[EXERCISE TASKS]:
(a) Update the stretch of the Real.abs post from "The SVN log" through "changes to MLton.", replacing "fabs" with "fabs()".
(b) Answer these questions from the Real.abs post:
(i) In which file is the implementation of Real.abs found?
(ii) In which SVN revision was the change made?
(iii) Which of the numbered improvement options is described as the easiest?

[SELECTED TEXT]:
>> Begin

This points to the problem.  The fabs in the assembly has been
replaced in the C by a whole mess of code, including calls to
Real64_class and Real64_signbit.  A look at the implementation of
Real.abs in basis-library/real/real.fun shows what's going on.

--------------------------------------------------------------------------------
      val abs =
         if MLton.Codegen.isNative
            then abs
         else
            fn x =>
            case class x of
               INF => posInf
             | NAN => x
             | _ => if signBit x then ~x else x
--------------------------------------------------------------------------------

The SVN log shows that this change was made on 20030905, in r2311.
The log doesn't explain the reason for the change, but having run into
this situation a lot, I can say with almost certainty that the reason
is that the C fabs did not produce results consistent with the SML
spec of Real.abs on at least one of our platforms.  So, we went for
the more obviously compliant, but slower version.

There are a number of ways to improve the situation.

  1. _import and use a C wrapper around fabs
  2. tweak real.fun to eliminate the "correctness wrapper" around abs
  3. (1), and cause MLton's C codegen to emit a call to fabs

(1) is the easiest because it doesn't require any changes to MLton.
(2) and (3) both require modifications to MLton -- however, both can
be achieved by modifying files distributed with MLton and without
recompiling the compiler.  I tried them all out -- here are the
timings on my PowerPC.

>> End

(Coordinate labeling data)
>> Begin

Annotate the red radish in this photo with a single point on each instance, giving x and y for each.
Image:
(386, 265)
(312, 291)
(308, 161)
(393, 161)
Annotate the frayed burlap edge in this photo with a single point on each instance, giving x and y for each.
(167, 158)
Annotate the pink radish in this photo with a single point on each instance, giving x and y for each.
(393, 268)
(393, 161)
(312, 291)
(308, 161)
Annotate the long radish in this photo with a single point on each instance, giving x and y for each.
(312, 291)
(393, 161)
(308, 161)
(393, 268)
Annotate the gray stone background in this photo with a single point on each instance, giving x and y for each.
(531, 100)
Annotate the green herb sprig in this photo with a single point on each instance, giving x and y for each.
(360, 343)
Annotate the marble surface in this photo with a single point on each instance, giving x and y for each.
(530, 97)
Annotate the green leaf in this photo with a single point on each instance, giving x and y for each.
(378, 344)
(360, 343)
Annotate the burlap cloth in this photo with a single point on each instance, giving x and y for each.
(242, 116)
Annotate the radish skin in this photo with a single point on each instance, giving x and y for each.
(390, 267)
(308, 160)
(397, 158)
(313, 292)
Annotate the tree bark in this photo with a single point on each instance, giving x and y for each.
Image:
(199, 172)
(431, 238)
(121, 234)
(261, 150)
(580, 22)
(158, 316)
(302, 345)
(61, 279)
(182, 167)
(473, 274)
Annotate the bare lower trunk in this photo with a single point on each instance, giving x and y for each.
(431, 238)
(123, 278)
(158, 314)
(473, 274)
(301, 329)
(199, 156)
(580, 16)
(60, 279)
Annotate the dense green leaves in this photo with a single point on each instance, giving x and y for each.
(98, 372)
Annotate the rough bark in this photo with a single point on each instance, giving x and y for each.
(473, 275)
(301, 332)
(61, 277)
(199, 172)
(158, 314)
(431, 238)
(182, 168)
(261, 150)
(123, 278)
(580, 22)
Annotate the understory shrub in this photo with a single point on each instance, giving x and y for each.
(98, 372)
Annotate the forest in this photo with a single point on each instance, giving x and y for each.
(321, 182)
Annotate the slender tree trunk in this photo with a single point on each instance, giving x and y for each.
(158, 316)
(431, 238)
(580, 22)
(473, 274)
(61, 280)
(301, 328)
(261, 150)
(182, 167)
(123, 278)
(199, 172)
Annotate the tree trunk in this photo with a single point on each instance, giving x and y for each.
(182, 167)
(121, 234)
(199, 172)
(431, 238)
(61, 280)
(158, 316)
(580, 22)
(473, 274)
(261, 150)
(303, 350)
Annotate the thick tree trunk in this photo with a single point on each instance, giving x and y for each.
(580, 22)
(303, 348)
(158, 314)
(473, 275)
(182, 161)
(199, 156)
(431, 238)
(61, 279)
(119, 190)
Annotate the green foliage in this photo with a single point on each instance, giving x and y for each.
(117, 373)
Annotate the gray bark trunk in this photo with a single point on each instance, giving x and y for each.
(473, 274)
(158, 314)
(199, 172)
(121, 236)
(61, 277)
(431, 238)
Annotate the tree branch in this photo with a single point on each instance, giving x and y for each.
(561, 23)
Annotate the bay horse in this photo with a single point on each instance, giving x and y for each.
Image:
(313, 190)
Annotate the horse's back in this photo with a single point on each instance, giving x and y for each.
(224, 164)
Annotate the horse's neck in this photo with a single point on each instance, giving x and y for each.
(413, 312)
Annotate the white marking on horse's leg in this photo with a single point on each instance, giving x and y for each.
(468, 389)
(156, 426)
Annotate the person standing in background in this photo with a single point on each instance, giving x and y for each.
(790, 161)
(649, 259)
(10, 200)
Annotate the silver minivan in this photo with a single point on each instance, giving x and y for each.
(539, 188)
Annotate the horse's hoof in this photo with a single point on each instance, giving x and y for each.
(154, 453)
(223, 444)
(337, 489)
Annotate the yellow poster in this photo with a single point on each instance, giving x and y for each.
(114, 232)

>> End

[SOLUTIONS TO EACH TASK]:
(a)
The SVN log shows that this change was made on 20030905, in r2311.
The log doesn't explain the reason for the change, but having run into
this situation a lot, I can say with almost certainty that the reason
is that the C fabs() did not produce results consistent with the SML
spec of Real.abs on at least one of our platforms.  So, we went for
the more obviously compliant, but slower version.

There are a number of ways to improve the situation.

  1. _import and use a C wrapper around fabs()
  2. tweak real.fun to eliminate the "correctness wrapper" around abs
  3. (1), and cause MLton's C codegen to emit a call to fabs()

(1) is the easiest because it doesn't require any changes to MLton.

(b)
(i) basis-library/real/real.fun
(ii) r2311
(iii) Option (1), because it doesn't require any changes to MLton.